● **Exercise set**
A. In the Olga Pall profile below, how many World Cup races did she win, and in which discipline?
B. Continue the Olga Pall profile below from its last sentence.

● **Exercise passage**
Personal information
- Born: 3 December 1947 (age 78) Göstling an der Ybbs, Austria
- Height: 1.70 m (5 ft 7 in)
- Weight: 69 kg (152 lb)

Sport
- Sport: Alpine skiing
- Club: TS Innsbruck

Medal record
Representing Austria
Olympic Games
| Gold medal – first place | 1968 Grenoble | Downhill |

= Olga Pall =

Austrian alpine skier (born 1947)

Olga Scartezzini-Pall (born 3 December 1947) is a former alpine skier from Austria. At the 1968 Winter Olympics of Grenoble she won the downhill event. In addition to the Olympic gold, Pall had two World Cup victories during her career, both in the downhill discipline.

● **Given records**
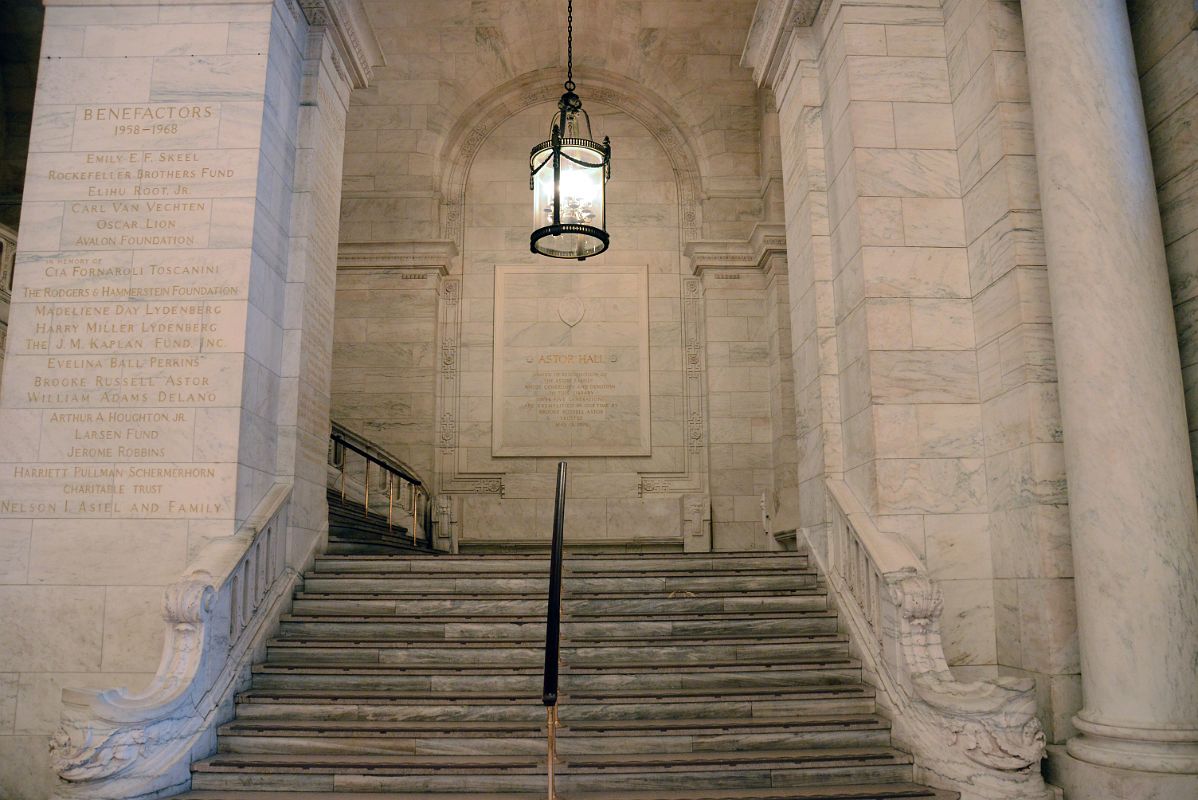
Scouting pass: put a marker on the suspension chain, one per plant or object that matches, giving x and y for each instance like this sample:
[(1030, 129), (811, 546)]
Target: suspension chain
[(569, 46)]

* * *

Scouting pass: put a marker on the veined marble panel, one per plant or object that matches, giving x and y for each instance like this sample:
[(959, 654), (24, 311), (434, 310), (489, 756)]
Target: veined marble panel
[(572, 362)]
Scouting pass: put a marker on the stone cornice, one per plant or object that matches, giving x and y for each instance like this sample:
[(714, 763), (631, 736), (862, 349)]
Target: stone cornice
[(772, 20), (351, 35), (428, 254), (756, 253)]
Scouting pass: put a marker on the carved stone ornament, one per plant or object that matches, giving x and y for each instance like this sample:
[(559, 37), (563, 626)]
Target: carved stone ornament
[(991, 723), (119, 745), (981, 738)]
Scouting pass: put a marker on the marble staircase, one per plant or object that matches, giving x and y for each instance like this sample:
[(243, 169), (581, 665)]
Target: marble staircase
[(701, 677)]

● **Answers to this exercise**
A. Two, both in the downhill.

B.
Pall retired from competitions at the end of the 1969–70 season and later worked as a physiotherapist with the Austrian Olympic ski team at the 1980 and 1984 Olympics. Between 1990 and 2002 she acted as vice-president of the Austrian Ski Federation and then became its honorary president. Pall was selected as the Austrian Sportswoman of the Year in 1968, and in 1996 was awarded a gold medal for services to the country. She married Ernst Scartezzini, also an alpine skier and prominent skiing administrator.